◆ **What the task asks**
In the listing below, how many lines hold the string "green"? Reply with the number and nothing else.

◆ **Given data**

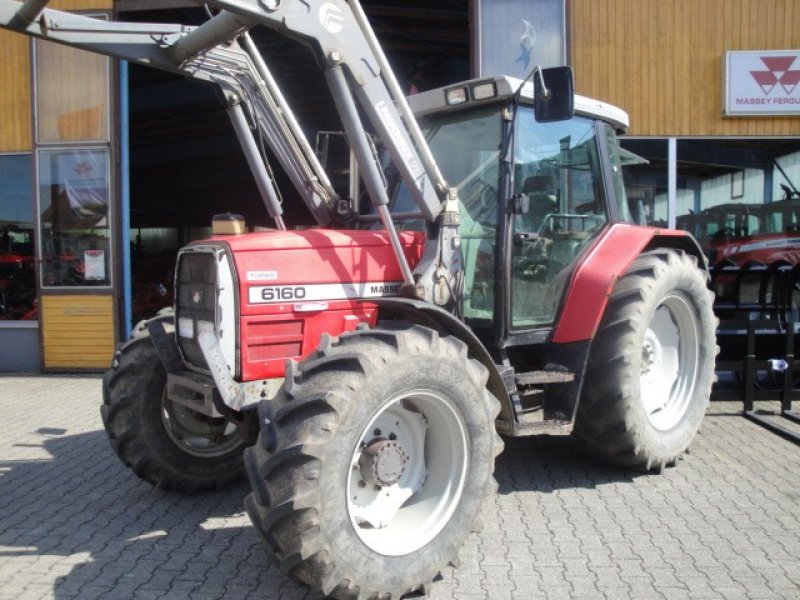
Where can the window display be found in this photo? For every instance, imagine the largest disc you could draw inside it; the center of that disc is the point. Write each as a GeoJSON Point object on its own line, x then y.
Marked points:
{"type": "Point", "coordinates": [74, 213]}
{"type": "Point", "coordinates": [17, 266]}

* * *

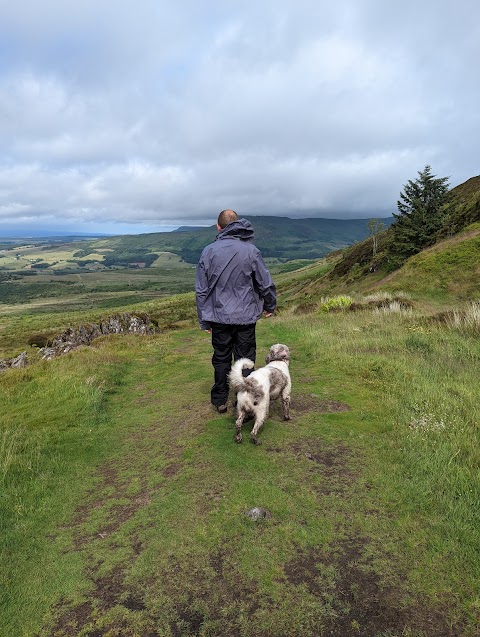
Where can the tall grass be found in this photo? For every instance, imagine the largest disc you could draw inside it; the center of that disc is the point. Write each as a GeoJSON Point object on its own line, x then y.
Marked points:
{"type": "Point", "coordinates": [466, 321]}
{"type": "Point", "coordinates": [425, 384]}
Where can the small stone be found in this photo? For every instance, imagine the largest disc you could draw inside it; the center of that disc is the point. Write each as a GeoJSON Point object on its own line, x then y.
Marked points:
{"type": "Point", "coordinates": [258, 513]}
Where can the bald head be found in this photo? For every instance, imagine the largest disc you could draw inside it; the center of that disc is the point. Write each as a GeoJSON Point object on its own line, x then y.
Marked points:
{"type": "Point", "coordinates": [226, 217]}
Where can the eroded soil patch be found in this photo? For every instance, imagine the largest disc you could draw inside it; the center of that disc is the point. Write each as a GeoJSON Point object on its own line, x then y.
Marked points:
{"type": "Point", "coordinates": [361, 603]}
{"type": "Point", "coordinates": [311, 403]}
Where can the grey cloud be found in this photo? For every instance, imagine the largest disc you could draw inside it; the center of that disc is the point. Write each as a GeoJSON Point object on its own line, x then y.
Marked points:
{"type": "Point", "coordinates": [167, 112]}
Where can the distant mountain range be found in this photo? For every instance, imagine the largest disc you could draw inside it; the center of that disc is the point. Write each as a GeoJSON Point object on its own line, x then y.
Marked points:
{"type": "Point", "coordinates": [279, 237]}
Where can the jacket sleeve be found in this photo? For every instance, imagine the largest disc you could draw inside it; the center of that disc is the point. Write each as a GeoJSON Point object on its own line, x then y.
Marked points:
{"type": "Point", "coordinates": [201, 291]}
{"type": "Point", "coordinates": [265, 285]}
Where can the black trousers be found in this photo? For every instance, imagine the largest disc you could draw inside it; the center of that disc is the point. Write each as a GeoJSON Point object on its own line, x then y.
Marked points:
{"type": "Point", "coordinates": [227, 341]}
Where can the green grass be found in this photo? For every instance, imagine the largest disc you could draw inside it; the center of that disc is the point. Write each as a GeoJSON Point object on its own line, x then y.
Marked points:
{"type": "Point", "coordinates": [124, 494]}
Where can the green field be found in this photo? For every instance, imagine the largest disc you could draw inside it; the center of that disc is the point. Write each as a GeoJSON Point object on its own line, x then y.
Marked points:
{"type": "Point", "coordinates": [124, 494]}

◆ **Result of this exercise**
2